### Given request A
Copy from the summary on gravitational collapse simulations, starting with "Full 3D simulations" and going on through "algorithms.".
### Given request B
In the summary on gravitational collapse simulations, which advanced numerical techniques could reduce the computational burden of lengthy 3D simulations?

-- start of Text provided --

## 7 Summary

Update
It is hoped that as gravitational collapse simulations become more sophisticated, the historically
widely varying estimates of the magnitude of GW emission from collapse may start to converge.
Steady progress in this field has been made in the last decade. Some researchers have begun to
use progenitor models produced with stellar evolution codes, which thus have more realistic
angular momentum profiles, as starting points for collapse simulations [86]. This reduces the
need for collapse studies that include large surveys of the angular momentum parameter space.
Other progress made in the numerical study of collapse includes the use of realistic equations of
state [86], advanced neutrino transport and interaction schemes [130, 150, 197, 240], and the
performance of 3D Newtonian [198, 35, 91, 92] and improved methods for general relativistic
simulations [222, 61].
There is still much work to be done toward the goal of self-consistent, 3D general relativistic
collapse simulations. The most rapidly rotating progenitors (with possibly the strongest GW
signals) may be produced only in specific binary systems [95, 84, 265]. If the GW signal is
dominated by convection, then it is critical that scientists actually understand the true supernova
mechanism. Accurate progenitor modelling and collapse simulations must include the effects of
magnetic fields, as they can significantly alter the amount of angular momentum and differential
rotation present in collapsing stars. Many of the more advanced studies, which include proper
microphysics treatment and/or general relativistic effects, have been limited to axisymmetry.
Full 3D simulations are necessary to compute the characteristics of the GW emission from
non-axisymmetric collapse phenomena. Furthermore, simulations that follow both the collapse
and the evolution of the collapsed remnant are necessary to consistently predict GW emission.
One benefit of long duration simulations is that they will facilitate the investigation of the
effects of the envelope on any instabilities that develop in the collapsing core or remnant. Of
course, lengthy 3D simulations are computationally intensive. This burden may be reduced by
the use of advanced numerical techniques, including adaptive mesh refinement and parallel
algorithms.

The current numerical simulations of gravitational collapse indicate that interferometric observatories
could detect GWs emitted by some collapse phenomena. LIGO-I may be able to detect GWs from secular
bar-mode instabilities in core collapse SNe [146] and magnetized tori surrounding black hole collapse
remnants [251]. LIGO-II could observe GWs from dynamical bar-mode instabilities in AIC [155] and core
collapse SNe [86]. LISA should be able to detect the collapse (and any bar-mode instabilities that develop
during the collapse) of SMSs [16] and the ringdown of black hole remnants of collapsed Population III
stars [86] and SMSs [208]. These observations will provide unique information about gravitational collapse,
the supernova and gamma-ray burst explosion mechanisms, and their associated progenitors and
remnants.

-- end of Text provided --
-- start of Supplied material --

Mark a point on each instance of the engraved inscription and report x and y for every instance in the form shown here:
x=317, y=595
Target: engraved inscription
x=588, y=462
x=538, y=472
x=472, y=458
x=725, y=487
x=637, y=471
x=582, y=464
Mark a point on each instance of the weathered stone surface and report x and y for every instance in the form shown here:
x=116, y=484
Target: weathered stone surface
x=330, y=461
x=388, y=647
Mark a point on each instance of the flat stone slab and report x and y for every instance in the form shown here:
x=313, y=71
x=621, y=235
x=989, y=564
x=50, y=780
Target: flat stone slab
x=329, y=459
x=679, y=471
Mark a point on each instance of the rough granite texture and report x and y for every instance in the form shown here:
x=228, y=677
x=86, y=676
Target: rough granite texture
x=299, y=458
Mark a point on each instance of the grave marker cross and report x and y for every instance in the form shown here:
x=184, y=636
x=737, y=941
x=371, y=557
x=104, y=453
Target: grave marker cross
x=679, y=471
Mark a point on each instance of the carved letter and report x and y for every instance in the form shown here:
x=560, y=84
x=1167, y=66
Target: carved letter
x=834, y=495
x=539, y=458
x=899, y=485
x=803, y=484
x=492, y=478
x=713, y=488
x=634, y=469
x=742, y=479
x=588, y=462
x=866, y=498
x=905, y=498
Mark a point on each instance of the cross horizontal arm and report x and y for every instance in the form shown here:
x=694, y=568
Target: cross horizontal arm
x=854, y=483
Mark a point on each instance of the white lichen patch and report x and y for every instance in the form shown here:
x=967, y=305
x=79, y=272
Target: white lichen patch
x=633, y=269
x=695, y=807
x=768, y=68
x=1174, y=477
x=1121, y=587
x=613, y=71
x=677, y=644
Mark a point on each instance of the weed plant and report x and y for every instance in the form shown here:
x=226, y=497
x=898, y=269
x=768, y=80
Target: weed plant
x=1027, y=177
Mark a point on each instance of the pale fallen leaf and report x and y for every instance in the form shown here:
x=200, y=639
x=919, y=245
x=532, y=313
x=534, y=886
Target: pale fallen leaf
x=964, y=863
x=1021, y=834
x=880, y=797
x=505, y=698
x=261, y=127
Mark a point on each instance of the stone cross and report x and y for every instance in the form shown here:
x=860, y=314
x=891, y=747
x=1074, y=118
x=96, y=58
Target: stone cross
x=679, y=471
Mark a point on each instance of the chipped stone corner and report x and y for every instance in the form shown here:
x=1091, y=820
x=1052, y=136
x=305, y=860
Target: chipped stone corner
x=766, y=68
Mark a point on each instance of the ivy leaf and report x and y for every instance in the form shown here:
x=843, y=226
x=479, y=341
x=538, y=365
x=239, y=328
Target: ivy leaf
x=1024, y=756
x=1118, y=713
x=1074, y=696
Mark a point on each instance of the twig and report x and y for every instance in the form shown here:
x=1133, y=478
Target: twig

-- end of Supplied material --

### Full output A
Full 3D simulations are necessary to compute the characteristics of the GW emission from
non-axisymmetric collapse phenomena. Furthermore, simulations that follow both the collapse
and the evolution of the collapsed remnant are necessary to consistently predict GW emission.
One benefit of long duration simulations is that they will facilitate the investigation of the
effects of the envelope on any instabilities that develop in the collapsing core or remnant. Of
course, lengthy 3D simulations are computationally intensive. This burden may be reduced by
the use of advanced numerical techniques, including adaptive mesh refinement and parallel
algorithms.

### Full output B
Adaptive mesh refinement and parallel algorithms.